• ACTION ITEM
Below are records with pictures in them. Output exactly the lines from the one with "Confirm every instance of the man's" through the one with "Target: man's ear", both included, and leave every picture out; give only those lines.

• EXERCISE MATERIALS
== Segment start ==
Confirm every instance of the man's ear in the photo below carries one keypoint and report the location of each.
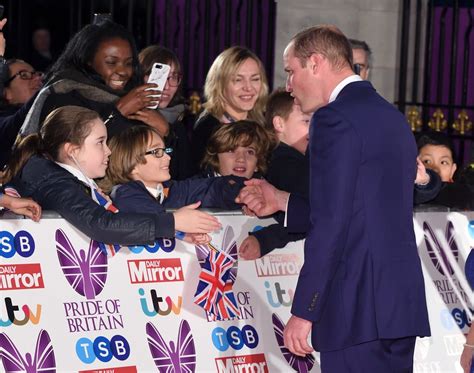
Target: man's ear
== Segment end ==
== Segment start ==
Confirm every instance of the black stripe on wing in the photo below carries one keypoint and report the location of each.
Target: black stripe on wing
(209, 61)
== Segment end ==
• THE COMPLETED TASK
Confirm every instance of the man's ear in the photo below carries one keypoint and report the location of each.
Target: man's ear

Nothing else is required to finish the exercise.